---- Entries provided

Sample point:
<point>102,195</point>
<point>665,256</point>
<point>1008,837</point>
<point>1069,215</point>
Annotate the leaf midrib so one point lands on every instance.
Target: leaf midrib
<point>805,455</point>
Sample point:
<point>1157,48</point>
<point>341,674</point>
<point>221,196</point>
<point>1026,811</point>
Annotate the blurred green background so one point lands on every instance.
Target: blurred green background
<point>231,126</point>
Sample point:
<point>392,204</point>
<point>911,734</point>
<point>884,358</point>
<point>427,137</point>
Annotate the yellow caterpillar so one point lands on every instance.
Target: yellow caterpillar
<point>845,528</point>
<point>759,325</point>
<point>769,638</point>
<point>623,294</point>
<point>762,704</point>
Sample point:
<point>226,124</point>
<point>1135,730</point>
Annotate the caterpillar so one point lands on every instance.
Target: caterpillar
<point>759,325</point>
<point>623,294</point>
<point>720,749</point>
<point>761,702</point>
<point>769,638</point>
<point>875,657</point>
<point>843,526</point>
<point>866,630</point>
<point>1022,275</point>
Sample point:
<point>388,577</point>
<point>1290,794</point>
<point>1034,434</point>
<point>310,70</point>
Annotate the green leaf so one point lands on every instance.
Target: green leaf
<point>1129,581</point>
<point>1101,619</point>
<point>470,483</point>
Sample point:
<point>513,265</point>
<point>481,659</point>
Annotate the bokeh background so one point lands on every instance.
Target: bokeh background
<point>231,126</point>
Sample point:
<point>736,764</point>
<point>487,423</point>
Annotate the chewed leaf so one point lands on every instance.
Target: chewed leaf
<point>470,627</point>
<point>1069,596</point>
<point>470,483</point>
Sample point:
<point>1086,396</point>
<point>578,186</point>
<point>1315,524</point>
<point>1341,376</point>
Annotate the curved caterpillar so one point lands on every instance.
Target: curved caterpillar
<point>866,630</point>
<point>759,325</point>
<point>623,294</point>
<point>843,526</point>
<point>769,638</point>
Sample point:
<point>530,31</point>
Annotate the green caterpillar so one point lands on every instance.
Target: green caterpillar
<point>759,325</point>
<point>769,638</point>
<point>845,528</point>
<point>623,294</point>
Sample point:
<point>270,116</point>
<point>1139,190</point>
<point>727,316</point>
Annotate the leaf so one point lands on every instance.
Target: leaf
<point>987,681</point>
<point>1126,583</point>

--------

**What is being asked**: Update everything from the start of the records down to the line holding "<point>762,704</point>", putting "leaf vein" in place of "leaf midrib" and leaving the rest as it is.

**Answer for the task**:
Sample point:
<point>102,195</point>
<point>665,256</point>
<point>1008,837</point>
<point>1069,215</point>
Annotate the leaf vein so one point lands on every instance.
Target: leaf vein
<point>805,455</point>
Sample point:
<point>1157,48</point>
<point>341,674</point>
<point>221,196</point>
<point>1026,811</point>
Annotate the blurred green background so one point lands on every instance.
Target: blurred green background
<point>231,126</point>
Sample point:
<point>392,204</point>
<point>911,734</point>
<point>884,358</point>
<point>427,137</point>
Annotate the yellow caterpillar so one point lands on every instance.
Target: yellow caterpillar
<point>845,528</point>
<point>759,325</point>
<point>769,638</point>
<point>623,294</point>
<point>762,704</point>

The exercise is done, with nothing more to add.